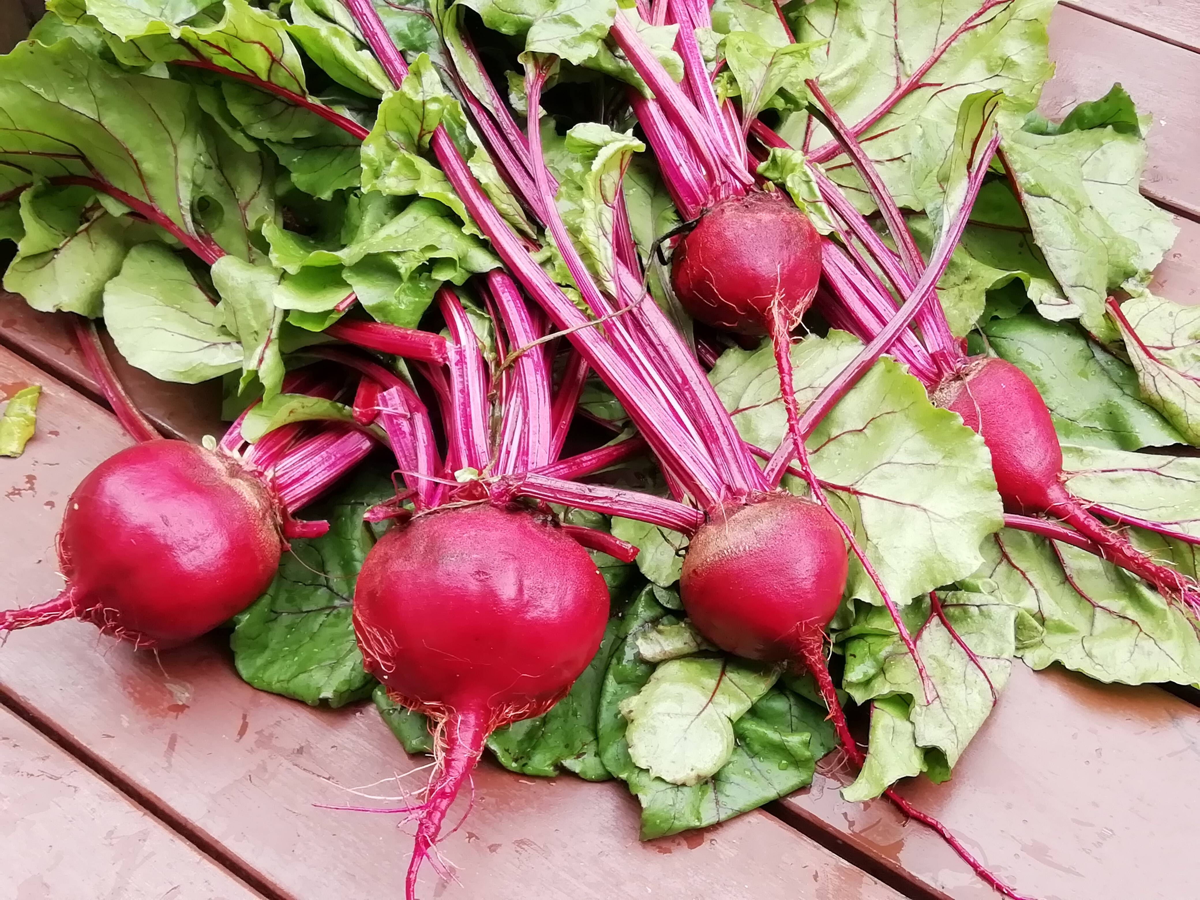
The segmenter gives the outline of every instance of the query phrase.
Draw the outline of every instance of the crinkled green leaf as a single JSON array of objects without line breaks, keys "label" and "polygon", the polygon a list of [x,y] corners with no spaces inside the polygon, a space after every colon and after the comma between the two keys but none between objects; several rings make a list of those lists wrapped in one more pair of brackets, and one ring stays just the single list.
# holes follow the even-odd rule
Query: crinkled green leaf
[{"label": "crinkled green leaf", "polygon": [[0,415],[0,456],[20,456],[37,428],[37,398],[42,385],[31,384],[8,397]]},{"label": "crinkled green leaf", "polygon": [[640,769],[629,755],[620,703],[654,672],[637,654],[636,634],[667,611],[647,588],[625,610],[600,696],[600,758],[642,804],[642,838],[660,838],[721,822],[791,793],[812,780],[815,761],[834,745],[824,710],[790,690],[770,689],[733,724],[733,756],[710,779],[672,785]]},{"label": "crinkled green leaf", "polygon": [[463,127],[462,108],[443,86],[433,64],[421,54],[400,90],[379,104],[374,127],[362,142],[362,187],[394,197],[420,194],[450,206],[463,227],[482,236],[467,208],[439,168],[418,154],[428,149],[438,125]]},{"label": "crinkled green leaf", "polygon": [[583,122],[566,132],[565,148],[571,164],[559,179],[554,202],[583,262],[616,295],[614,205],[630,157],[646,145],[632,132]]},{"label": "crinkled green leaf", "polygon": [[[961,28],[918,79],[940,86],[910,90],[860,137],[901,205],[920,208],[910,178],[918,128],[936,128],[948,144],[962,100],[979,91],[1003,91],[1013,114],[1021,116],[1037,106],[1042,84],[1054,71],[1045,31],[1054,0],[1014,0],[976,17],[984,6],[982,0],[947,0],[936,8],[922,0],[816,0],[787,11],[797,41],[828,41],[817,80],[847,124],[872,113]],[[793,113],[782,134],[792,146],[802,146],[806,126],[808,115]],[[812,148],[828,139],[823,127],[812,128]],[[845,163],[845,157],[835,163]],[[874,209],[852,167],[839,164],[829,174],[860,209]]]},{"label": "crinkled green leaf", "polygon": [[[655,592],[654,599],[668,610],[680,606],[665,604],[662,593]],[[684,620],[671,625],[661,623],[653,628],[642,629],[637,632],[637,655],[647,662],[666,662],[680,656],[690,656],[700,650],[715,650],[716,648],[704,640],[691,622]]]},{"label": "crinkled green leaf", "polygon": [[779,679],[776,666],[724,656],[659,664],[619,704],[634,764],[673,785],[715,775],[733,755],[733,722]]},{"label": "crinkled green leaf", "polygon": [[152,236],[148,226],[95,210],[59,247],[13,259],[4,287],[41,312],[96,318],[103,307],[104,286],[121,270],[130,245]]},{"label": "crinkled green leaf", "polygon": [[1200,536],[1200,460],[1063,445],[1063,484],[1076,497]]},{"label": "crinkled green leaf", "polygon": [[984,552],[962,583],[1021,610],[1016,654],[1033,668],[1058,662],[1123,684],[1200,679],[1196,624],[1123,569],[1007,528]]},{"label": "crinkled green leaf", "polygon": [[276,394],[253,407],[241,421],[241,436],[251,444],[276,428],[294,422],[354,421],[354,412],[344,403],[307,394]]},{"label": "crinkled green leaf", "polygon": [[[928,258],[935,241],[932,222],[925,216],[910,216],[907,221],[917,246]],[[1013,192],[1002,181],[989,181],[979,191],[970,224],[937,282],[937,299],[950,331],[956,337],[966,335],[984,313],[989,298],[995,298],[989,292],[1014,281],[1022,288],[1022,306],[1026,299],[1043,306],[1067,301],[1033,242]]]},{"label": "crinkled green leaf", "polygon": [[[830,331],[792,346],[803,409],[862,349]],[[742,437],[773,451],[786,430],[769,343],[727,350],[710,376]],[[920,383],[884,356],[808,440],[817,476],[898,604],[978,568],[979,544],[1001,526],[1001,502],[983,440],[934,407]],[[880,602],[857,559],[847,596]]]},{"label": "crinkled green leaf", "polygon": [[679,581],[688,538],[661,526],[635,518],[612,517],[613,536],[637,547],[637,568],[655,584],[668,588]]},{"label": "crinkled green leaf", "polygon": [[367,97],[391,88],[349,10],[337,0],[292,0],[288,16],[288,34],[335,82]]},{"label": "crinkled green leaf", "polygon": [[212,266],[212,284],[221,295],[224,326],[242,346],[245,389],[253,376],[269,400],[283,384],[283,355],[278,332],[283,310],[275,306],[282,272],[269,265],[252,265],[238,257],[222,257]]},{"label": "crinkled green leaf", "polygon": [[354,582],[376,536],[362,514],[395,493],[386,470],[359,473],[305,515],[329,521],[329,533],[292,541],[275,581],[234,619],[238,674],[259,690],[310,706],[340,707],[371,694],[354,640]]},{"label": "crinkled green leaf", "polygon": [[776,0],[716,0],[712,16],[713,30],[718,34],[750,31],[770,47],[791,43],[791,35],[779,20]]},{"label": "crinkled green leaf", "polygon": [[166,382],[206,382],[242,361],[222,311],[162,244],[130,251],[104,287],[104,324],[131,365]]},{"label": "crinkled green leaf", "polygon": [[1002,144],[1034,240],[1067,296],[1038,305],[1049,319],[1079,318],[1102,341],[1118,332],[1104,314],[1109,289],[1150,281],[1178,233],[1139,191],[1141,134],[1093,127],[1060,134],[1009,131]]},{"label": "crinkled green leaf", "polygon": [[545,778],[553,778],[560,769],[588,781],[612,778],[600,762],[596,714],[619,626],[619,619],[608,620],[596,655],[548,713],[492,732],[487,746],[504,768]]},{"label": "crinkled green leaf", "polygon": [[833,214],[821,198],[811,163],[802,151],[772,148],[758,167],[758,174],[768,181],[781,185],[821,234],[834,230]]},{"label": "crinkled green leaf", "polygon": [[102,178],[194,233],[208,152],[192,90],[122,72],[71,41],[20,43],[0,56],[0,185]]},{"label": "crinkled green leaf", "polygon": [[[858,703],[887,697],[908,707],[902,720],[896,715],[902,706],[895,702],[886,704],[878,721],[880,713],[872,713],[868,766],[844,790],[847,800],[878,797],[898,779],[918,772],[944,780],[1008,682],[1016,649],[1016,610],[988,594],[965,590],[943,592],[940,599],[943,616],[930,611],[917,637],[931,685],[928,696],[917,665],[898,637],[882,648],[874,674],[864,680],[842,679],[842,688]],[[890,628],[895,634],[886,610],[862,607],[859,616],[869,618],[872,628]],[[912,728],[911,744],[905,722]],[[918,758],[919,768],[913,772]]]},{"label": "crinkled green leaf", "polygon": [[721,49],[742,97],[742,121],[757,119],[780,91],[790,95],[790,106],[806,103],[809,95],[804,82],[816,76],[818,48],[823,44],[823,41],[811,41],[775,47],[752,31],[726,35]]},{"label": "crinkled green leaf", "polygon": [[1141,395],[1200,444],[1200,310],[1148,292],[1121,305],[1117,323],[1126,352],[1138,371]]},{"label": "crinkled green leaf", "polygon": [[1140,450],[1183,443],[1141,401],[1138,376],[1073,323],[1022,313],[984,323],[988,346],[1037,386],[1063,443]]},{"label": "crinkled green leaf", "polygon": [[410,756],[418,754],[433,754],[433,736],[430,733],[430,720],[420,713],[388,696],[388,689],[382,684],[376,685],[371,698],[374,701],[379,716],[388,725],[388,728],[396,736],[396,740],[404,748],[404,752]]}]

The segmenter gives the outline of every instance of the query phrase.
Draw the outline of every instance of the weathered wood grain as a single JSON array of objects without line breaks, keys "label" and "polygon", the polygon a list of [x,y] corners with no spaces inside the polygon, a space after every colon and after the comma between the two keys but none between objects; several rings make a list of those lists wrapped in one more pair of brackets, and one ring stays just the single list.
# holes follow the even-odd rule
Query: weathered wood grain
[{"label": "weathered wood grain", "polygon": [[[0,460],[5,606],[59,590],[62,504],[128,444],[108,413],[0,350],[0,383],[30,380],[44,385],[38,433],[24,456]],[[373,708],[311,709],[245,685],[221,636],[155,656],[80,623],[14,632],[0,650],[0,697],[284,896],[383,898],[402,887],[410,842],[396,817],[313,804],[370,805],[350,790],[364,786],[412,792],[425,773],[410,773],[426,761],[409,760]],[[425,898],[898,898],[766,812],[641,844],[623,785],[523,779],[485,763],[474,788],[470,817],[443,845],[458,881],[439,884],[426,868]]]},{"label": "weathered wood grain", "polygon": [[0,707],[0,896],[253,900],[262,895]]}]

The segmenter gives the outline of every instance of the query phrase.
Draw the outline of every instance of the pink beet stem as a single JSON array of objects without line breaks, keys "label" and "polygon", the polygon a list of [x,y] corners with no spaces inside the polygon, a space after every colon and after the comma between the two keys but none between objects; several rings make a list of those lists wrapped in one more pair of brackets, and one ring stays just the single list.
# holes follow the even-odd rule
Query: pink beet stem
[{"label": "pink beet stem", "polygon": [[607,446],[588,450],[576,456],[569,456],[550,466],[534,469],[534,472],[546,478],[576,481],[587,475],[602,472],[611,466],[616,466],[618,462],[638,456],[648,449],[647,443],[642,438],[625,438],[624,440],[618,440],[616,444],[608,444]]},{"label": "pink beet stem", "polygon": [[607,532],[598,532],[595,528],[572,524],[564,524],[562,529],[581,547],[607,553],[622,563],[632,563],[637,559],[637,547],[629,541],[623,541],[620,538],[613,538]]},{"label": "pink beet stem", "polygon": [[149,419],[142,415],[133,398],[125,390],[125,385],[121,384],[121,379],[116,377],[113,364],[109,362],[108,354],[104,353],[104,344],[100,342],[96,323],[83,316],[72,316],[71,324],[74,325],[76,341],[91,377],[96,379],[100,392],[104,395],[113,414],[128,436],[138,443],[162,439],[162,434],[155,430]]},{"label": "pink beet stem", "polygon": [[416,900],[416,876],[421,870],[421,863],[437,842],[450,804],[462,786],[470,780],[472,769],[484,752],[486,739],[487,716],[482,710],[467,709],[451,713],[442,725],[445,750],[439,756],[433,778],[430,779],[428,793],[416,820],[413,858],[409,860],[408,875],[404,878],[407,900]]},{"label": "pink beet stem", "polygon": [[654,497],[637,491],[602,485],[581,485],[558,478],[546,478],[536,473],[505,475],[492,486],[492,497],[498,503],[514,497],[530,497],[564,506],[602,512],[606,516],[624,516],[638,522],[662,526],[674,532],[692,534],[704,523],[704,514],[666,497]]},{"label": "pink beet stem", "polygon": [[325,334],[368,350],[422,362],[444,365],[448,356],[446,341],[440,335],[383,322],[335,322]]},{"label": "pink beet stem", "polygon": [[246,72],[234,72],[233,70],[226,68],[224,66],[218,66],[216,62],[212,62],[206,59],[193,59],[193,60],[176,59],[176,60],[170,60],[170,65],[205,68],[210,72],[217,72],[218,74],[228,76],[229,78],[236,78],[239,82],[245,82],[246,84],[253,85],[254,88],[258,88],[260,91],[274,94],[275,96],[286,100],[289,103],[294,103],[298,107],[307,109],[310,113],[313,113],[314,115],[319,115],[325,121],[332,122],[338,128],[344,131],[347,134],[353,134],[359,140],[365,140],[367,134],[371,133],[370,128],[365,128],[353,119],[349,119],[342,115],[341,113],[330,109],[320,101],[313,100],[312,97],[305,96],[304,94],[296,94],[295,91],[289,91],[287,88],[282,88],[271,82],[264,82],[262,78],[258,78],[257,76],[248,74]]}]

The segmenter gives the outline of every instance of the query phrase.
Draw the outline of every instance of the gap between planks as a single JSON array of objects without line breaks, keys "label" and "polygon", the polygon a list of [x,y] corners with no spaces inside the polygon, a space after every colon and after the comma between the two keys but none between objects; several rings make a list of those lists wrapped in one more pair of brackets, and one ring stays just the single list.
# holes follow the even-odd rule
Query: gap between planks
[{"label": "gap between planks", "polygon": [[[0,647],[2,647],[2,643],[0,643]],[[176,834],[181,841],[193,847],[196,852],[209,859],[214,865],[224,869],[233,877],[245,883],[247,888],[260,894],[264,900],[293,900],[290,895],[281,893],[277,887],[269,884],[259,875],[242,865],[236,858],[224,852],[224,848],[220,844],[210,840],[206,835],[193,828],[175,810],[158,803],[154,797],[142,791],[132,779],[125,776],[124,772],[100,758],[85,744],[80,744],[70,734],[60,731],[55,727],[54,722],[46,720],[36,710],[25,707],[2,684],[0,684],[0,708],[7,709],[16,715],[43,738],[76,760],[90,774],[125,797],[134,806],[145,811],[148,816],[157,820],[163,827]]]}]

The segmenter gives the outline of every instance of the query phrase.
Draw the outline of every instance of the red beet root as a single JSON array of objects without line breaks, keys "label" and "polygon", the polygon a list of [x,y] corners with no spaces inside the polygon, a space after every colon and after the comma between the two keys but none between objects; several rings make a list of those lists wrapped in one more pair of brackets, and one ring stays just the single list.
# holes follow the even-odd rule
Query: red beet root
[{"label": "red beet root", "polygon": [[58,541],[67,587],[0,613],[0,631],[78,618],[176,647],[260,596],[282,550],[275,499],[236,462],[182,440],[137,444],[71,494]]},{"label": "red beet root", "polygon": [[416,516],[367,554],[354,632],[367,670],[438,724],[407,896],[496,728],[541,715],[600,647],[608,590],[587,551],[528,510],[479,504]]},{"label": "red beet root", "polygon": [[1109,562],[1145,578],[1165,596],[1200,607],[1195,582],[1156,563],[1067,491],[1062,448],[1050,413],[1021,370],[1002,359],[971,360],[962,373],[938,385],[934,401],[961,415],[964,424],[983,437],[1006,506],[1063,520],[1098,545]]},{"label": "red beet root", "polygon": [[820,653],[846,587],[846,544],[823,508],[772,494],[704,524],[688,546],[680,582],[696,628],[757,660]]},{"label": "red beet root", "polygon": [[744,335],[799,324],[821,278],[821,235],[778,192],[719,202],[679,244],[671,280],[692,318]]}]

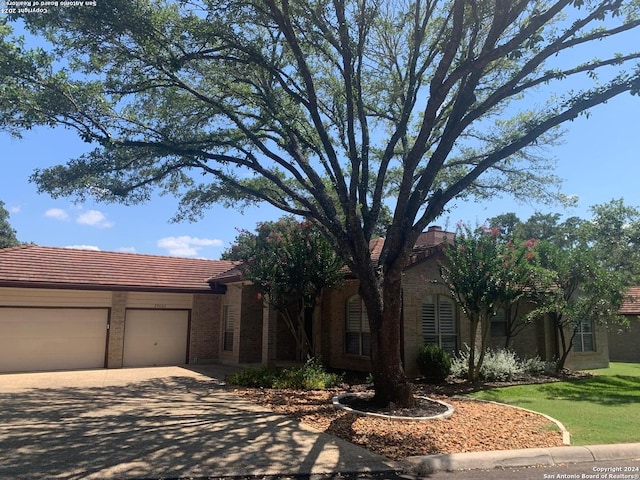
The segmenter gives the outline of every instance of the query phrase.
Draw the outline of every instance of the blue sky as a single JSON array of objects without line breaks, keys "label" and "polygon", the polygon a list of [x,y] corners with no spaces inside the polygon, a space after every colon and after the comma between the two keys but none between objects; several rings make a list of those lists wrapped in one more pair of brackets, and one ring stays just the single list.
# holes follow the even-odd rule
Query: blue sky
[{"label": "blue sky", "polygon": [[[526,219],[536,210],[589,216],[589,207],[624,198],[640,207],[640,98],[620,97],[566,125],[563,144],[551,148],[556,174],[565,179],[563,192],[577,195],[576,208],[526,205],[512,198],[452,205],[438,223],[454,228],[460,220],[482,223],[486,218],[514,211]],[[23,139],[0,133],[0,200],[9,210],[11,225],[22,241],[49,246],[82,246],[109,251],[218,258],[236,236],[236,228],[253,229],[260,220],[280,212],[263,205],[241,214],[215,207],[197,223],[170,223],[177,200],[157,196],[144,205],[74,204],[38,194],[28,181],[36,168],[75,158],[90,148],[73,132],[40,128]]]},{"label": "blue sky", "polygon": [[[638,32],[616,40],[616,47],[628,50],[625,47],[639,44]],[[586,56],[597,55],[598,49],[610,51],[611,46],[590,46]],[[640,97],[624,95],[596,107],[589,118],[579,117],[565,124],[563,144],[550,148],[548,154],[557,159],[555,173],[565,180],[563,193],[579,198],[575,208],[562,211],[559,206],[519,204],[508,197],[481,203],[458,202],[450,205],[437,223],[454,229],[459,221],[480,224],[511,211],[522,219],[535,211],[588,218],[590,206],[618,198],[640,207],[638,112]],[[0,200],[9,210],[11,225],[21,241],[215,259],[231,245],[237,228],[252,230],[257,222],[281,215],[268,205],[243,214],[217,206],[197,223],[175,224],[169,222],[178,203],[173,197],[156,196],[147,204],[129,207],[74,204],[69,199],[54,200],[38,194],[36,186],[29,183],[35,169],[65,163],[91,148],[64,129],[38,128],[26,132],[22,139],[0,132]]]}]

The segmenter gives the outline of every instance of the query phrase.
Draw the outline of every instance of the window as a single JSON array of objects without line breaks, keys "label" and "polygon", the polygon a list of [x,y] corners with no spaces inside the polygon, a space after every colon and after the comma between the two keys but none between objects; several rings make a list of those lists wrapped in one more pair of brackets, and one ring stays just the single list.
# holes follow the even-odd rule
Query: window
[{"label": "window", "polygon": [[444,295],[429,295],[422,304],[422,340],[453,353],[458,348],[456,306]]},{"label": "window", "polygon": [[367,310],[359,295],[347,300],[345,351],[353,355],[371,354],[371,333]]},{"label": "window", "polygon": [[576,336],[573,337],[573,351],[574,352],[595,352],[595,341],[593,337],[593,322],[590,320],[583,320],[578,325],[578,331]]},{"label": "window", "polygon": [[491,319],[491,336],[506,337],[507,336],[507,312],[501,308]]},{"label": "window", "polygon": [[233,307],[225,305],[222,307],[222,319],[224,331],[222,332],[222,350],[233,352],[233,327],[236,323],[236,313]]}]

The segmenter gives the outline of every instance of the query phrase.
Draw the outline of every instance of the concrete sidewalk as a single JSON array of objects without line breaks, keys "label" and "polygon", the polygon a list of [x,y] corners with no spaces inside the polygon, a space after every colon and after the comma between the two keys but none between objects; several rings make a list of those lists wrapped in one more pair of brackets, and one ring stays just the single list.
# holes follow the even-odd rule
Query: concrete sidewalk
[{"label": "concrete sidewalk", "polygon": [[[640,443],[584,447],[526,448],[491,452],[454,453],[409,457],[402,466],[417,476],[440,471],[554,466],[567,463],[639,460]],[[621,464],[623,465],[623,464]]]},{"label": "concrete sidewalk", "polygon": [[[390,472],[398,465],[243,400],[223,367],[0,375],[1,479]],[[213,381],[212,381],[213,379]]]},{"label": "concrete sidewalk", "polygon": [[0,479],[139,479],[527,467],[640,459],[640,443],[392,462],[222,388],[233,367],[0,375]]}]

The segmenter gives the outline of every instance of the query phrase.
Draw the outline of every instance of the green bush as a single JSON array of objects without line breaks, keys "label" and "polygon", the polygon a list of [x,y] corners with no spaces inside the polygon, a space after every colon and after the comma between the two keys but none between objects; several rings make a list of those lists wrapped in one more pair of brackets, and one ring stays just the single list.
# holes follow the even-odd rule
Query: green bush
[{"label": "green bush", "polygon": [[[469,371],[469,346],[456,353],[451,360],[451,375],[456,378],[467,378]],[[476,360],[479,352],[476,352]],[[521,360],[511,350],[488,348],[485,351],[484,362],[480,367],[480,378],[488,382],[504,382],[513,380],[522,374],[540,375],[546,374],[549,363],[540,360],[539,357]]]},{"label": "green bush", "polygon": [[272,368],[249,368],[229,375],[227,383],[239,387],[272,388],[278,372]]},{"label": "green bush", "polygon": [[252,388],[292,388],[297,390],[324,390],[342,381],[340,375],[327,373],[316,359],[301,367],[274,370],[266,367],[242,370],[227,377],[232,385]]},{"label": "green bush", "polygon": [[451,374],[451,356],[437,345],[418,352],[418,369],[428,383],[441,383]]},{"label": "green bush", "polygon": [[522,362],[512,350],[487,349],[480,368],[480,378],[488,382],[513,380],[524,372]]}]

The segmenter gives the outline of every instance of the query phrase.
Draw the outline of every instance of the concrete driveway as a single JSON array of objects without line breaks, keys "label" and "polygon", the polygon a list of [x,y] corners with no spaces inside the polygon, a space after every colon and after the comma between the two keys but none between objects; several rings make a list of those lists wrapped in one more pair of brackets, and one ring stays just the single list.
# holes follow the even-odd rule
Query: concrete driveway
[{"label": "concrete driveway", "polygon": [[0,478],[390,471],[387,459],[221,387],[225,369],[0,375]]}]

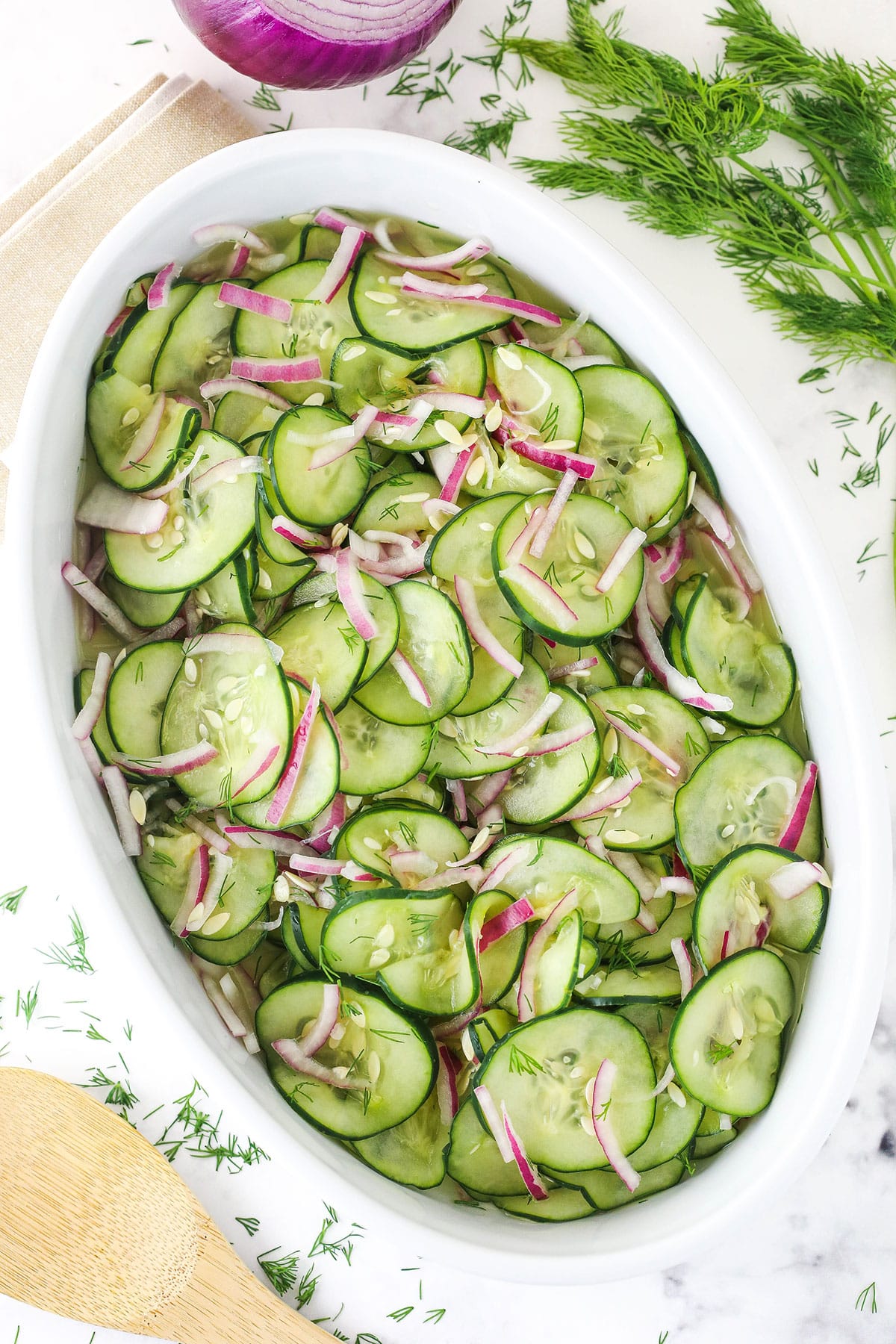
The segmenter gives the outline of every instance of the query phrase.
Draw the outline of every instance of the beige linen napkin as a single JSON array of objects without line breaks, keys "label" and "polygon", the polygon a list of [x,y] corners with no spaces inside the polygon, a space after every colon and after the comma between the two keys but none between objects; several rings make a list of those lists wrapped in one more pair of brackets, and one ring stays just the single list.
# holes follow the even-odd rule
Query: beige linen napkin
[{"label": "beige linen napkin", "polygon": [[[156,75],[0,200],[0,450],[50,319],[97,243],[159,183],[257,133],[203,81]],[[0,464],[0,538],[5,495]]]}]

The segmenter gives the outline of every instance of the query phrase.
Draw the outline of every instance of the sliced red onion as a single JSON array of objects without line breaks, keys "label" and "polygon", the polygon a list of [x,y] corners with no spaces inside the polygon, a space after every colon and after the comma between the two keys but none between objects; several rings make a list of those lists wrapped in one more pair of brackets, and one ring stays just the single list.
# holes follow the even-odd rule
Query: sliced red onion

_To do_. Can you write out, word for word, every line from the start of the records up to and including the line that contains "Draw the outline of every instance of the crinkled", leaving the pictures out?

_Exercise result_.
The segmenter gives the outline of every instance of the query phrase.
Draw the outline of every instance of the crinkled green leaf as a single JSON array of objects without line breaks, keys "label" and "polygon", the polygon a list of [x,y] corners with no spaces inside the polygon, a space after every colon and after the comma between the two keys but none between objects; several rings make a list of those lists wrapped in one more pair of brackets, and one ring stays just the single list.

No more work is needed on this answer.